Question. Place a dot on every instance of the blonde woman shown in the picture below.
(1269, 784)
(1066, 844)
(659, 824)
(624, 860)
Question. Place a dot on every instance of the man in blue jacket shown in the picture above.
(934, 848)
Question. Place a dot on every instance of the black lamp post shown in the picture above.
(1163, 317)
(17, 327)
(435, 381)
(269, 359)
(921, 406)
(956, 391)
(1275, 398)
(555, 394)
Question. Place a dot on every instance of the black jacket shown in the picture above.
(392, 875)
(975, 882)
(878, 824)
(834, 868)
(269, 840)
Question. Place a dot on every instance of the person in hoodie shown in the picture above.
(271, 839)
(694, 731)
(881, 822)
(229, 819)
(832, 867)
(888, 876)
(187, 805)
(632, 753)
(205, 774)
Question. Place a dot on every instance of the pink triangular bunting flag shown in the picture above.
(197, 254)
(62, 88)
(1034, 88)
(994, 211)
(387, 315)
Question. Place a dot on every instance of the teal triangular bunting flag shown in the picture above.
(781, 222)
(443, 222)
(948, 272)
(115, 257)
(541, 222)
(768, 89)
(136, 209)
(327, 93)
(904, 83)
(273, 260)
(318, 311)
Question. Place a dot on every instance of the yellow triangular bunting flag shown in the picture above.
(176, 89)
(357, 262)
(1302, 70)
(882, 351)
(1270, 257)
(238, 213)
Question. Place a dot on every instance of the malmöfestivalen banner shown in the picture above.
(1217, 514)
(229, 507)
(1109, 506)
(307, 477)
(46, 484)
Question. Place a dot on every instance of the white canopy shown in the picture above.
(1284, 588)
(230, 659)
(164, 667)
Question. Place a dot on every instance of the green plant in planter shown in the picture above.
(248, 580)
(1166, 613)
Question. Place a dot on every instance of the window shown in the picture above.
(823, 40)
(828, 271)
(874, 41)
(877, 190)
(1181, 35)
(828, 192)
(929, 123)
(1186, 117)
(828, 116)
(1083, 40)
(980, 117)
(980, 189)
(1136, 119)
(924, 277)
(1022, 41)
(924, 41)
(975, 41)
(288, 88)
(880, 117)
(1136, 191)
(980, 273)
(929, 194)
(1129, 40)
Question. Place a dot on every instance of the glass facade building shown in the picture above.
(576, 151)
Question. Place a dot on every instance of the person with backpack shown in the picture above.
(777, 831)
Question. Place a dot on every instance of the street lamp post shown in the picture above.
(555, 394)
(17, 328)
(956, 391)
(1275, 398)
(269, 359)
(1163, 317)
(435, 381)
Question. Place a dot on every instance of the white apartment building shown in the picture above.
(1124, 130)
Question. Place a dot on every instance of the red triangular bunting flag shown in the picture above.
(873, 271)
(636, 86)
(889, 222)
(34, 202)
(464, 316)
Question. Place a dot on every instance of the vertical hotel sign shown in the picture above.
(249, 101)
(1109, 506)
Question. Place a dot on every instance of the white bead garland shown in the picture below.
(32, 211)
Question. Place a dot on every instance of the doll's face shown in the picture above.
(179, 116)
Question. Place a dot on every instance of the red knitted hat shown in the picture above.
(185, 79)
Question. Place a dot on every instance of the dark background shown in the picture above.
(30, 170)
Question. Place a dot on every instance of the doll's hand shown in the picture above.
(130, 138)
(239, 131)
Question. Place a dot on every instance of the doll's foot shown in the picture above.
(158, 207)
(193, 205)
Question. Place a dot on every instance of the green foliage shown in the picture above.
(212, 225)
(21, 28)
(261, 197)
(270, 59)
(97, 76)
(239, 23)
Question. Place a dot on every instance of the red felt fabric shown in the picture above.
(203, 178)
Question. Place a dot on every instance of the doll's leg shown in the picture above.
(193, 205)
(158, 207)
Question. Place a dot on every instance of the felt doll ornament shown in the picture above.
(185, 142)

Description of the task
Can you write out all of the entries above again, switching every "Place a dot" to "Put a mark" and leaving everything else unchanged?

Solution below
Question. Put a mark on every instance of the blonde woman shown in the picture below.
(1269, 784)
(1066, 844)
(659, 824)
(624, 860)
Question. Put a mark on every instance of the man in blue jacket shown in the picture above.
(934, 848)
Question. Put a mark on every instance of the black lamp post shown in the picture above.
(1163, 317)
(17, 327)
(435, 381)
(269, 359)
(921, 406)
(956, 391)
(1275, 398)
(555, 394)
Question. Put a mark on every instance of the black jacket shown in the picture above.
(392, 875)
(975, 882)
(878, 824)
(834, 868)
(269, 840)
Question. Put a mark on every instance of the person in hoodie shown in the picture above.
(271, 839)
(694, 731)
(881, 822)
(229, 819)
(832, 867)
(888, 876)
(187, 805)
(632, 753)
(205, 774)
Question. Put a mark on every instance of the pink triangular bunting flag shown in the picture above.
(197, 254)
(62, 88)
(1034, 88)
(994, 211)
(387, 315)
Question. Put a mark on every instance of the teal triangular bunting flag shown in the picture above.
(781, 222)
(443, 222)
(948, 272)
(115, 257)
(541, 222)
(768, 89)
(136, 209)
(327, 93)
(904, 83)
(273, 260)
(318, 311)
Question. Put a mark on every instance of the yellow triangular bunting flag shown in the picture above.
(176, 89)
(357, 262)
(1302, 70)
(882, 351)
(1270, 257)
(238, 213)
Question. Put a mark on every instance of the malmöfestivalen banner shown in the picture above.
(1217, 514)
(229, 507)
(1109, 506)
(307, 477)
(46, 484)
Question. Put a mark on every instance of the white canopy shown in the picture above.
(1284, 588)
(230, 659)
(164, 667)
Question. Put a mark on every instance of the green plant in planter shown in the picture above.
(248, 580)
(1166, 613)
Question. Put a mark on every instance of the window shown in the picture above.
(823, 40)
(828, 271)
(874, 41)
(877, 190)
(1181, 35)
(828, 192)
(929, 123)
(1186, 117)
(828, 116)
(1083, 40)
(980, 117)
(980, 189)
(1136, 119)
(924, 277)
(1022, 41)
(924, 41)
(975, 41)
(288, 88)
(880, 117)
(1136, 191)
(980, 273)
(929, 194)
(1129, 40)
Question. Put a mark on every instance of the glass facade building shown in the picture above.
(576, 151)
Question. Put a mark on every instance of the person with backpack shown in the picture above.
(777, 831)
Question. Put a mark on every instance of the street lamp post shown in the picture above.
(555, 394)
(17, 328)
(956, 391)
(1275, 398)
(269, 359)
(1163, 317)
(435, 381)
Question. Put a mark on every instance of the white apartment building shown in the picture above.
(1124, 130)
Question. Put a mark on every instance of the red triangular bunting flag shown in the picture above.
(873, 271)
(636, 86)
(889, 222)
(34, 202)
(464, 316)
Question. Put a mark on every instance of the vertical hotel sign shown in the picture above.
(249, 101)
(1109, 506)
Question. Put a mark on every instance of the white bead garland shown in the picture below.
(32, 211)
Question. Put a mark on every instance of the doll's face shown in the picture above.
(179, 116)
Question. Put a mark on every instance of the red knitted hat shown in the picture above.
(185, 79)
Question. Put a mark on every instance of the dark background shown in the picture above.
(30, 170)
Question. Put a mark on every instance of the doll's hand shown in the picture above.
(130, 138)
(239, 131)
Question. Put a mark on every instance of the doll's foot shown in the picture above.
(158, 207)
(193, 205)
Question. Put a mark on every instance of the green foliage shown in the picture above.
(212, 225)
(21, 28)
(261, 197)
(270, 59)
(97, 76)
(239, 23)
Question. Put a mark on every instance of the red felt fabric shown in the picture above.
(203, 178)
Question. Put a mark on every instance of the doll's leg shown in the picture above.
(193, 205)
(158, 207)
Question. Put a mark on every instance of the felt doll ornament shown in the picture above.
(185, 142)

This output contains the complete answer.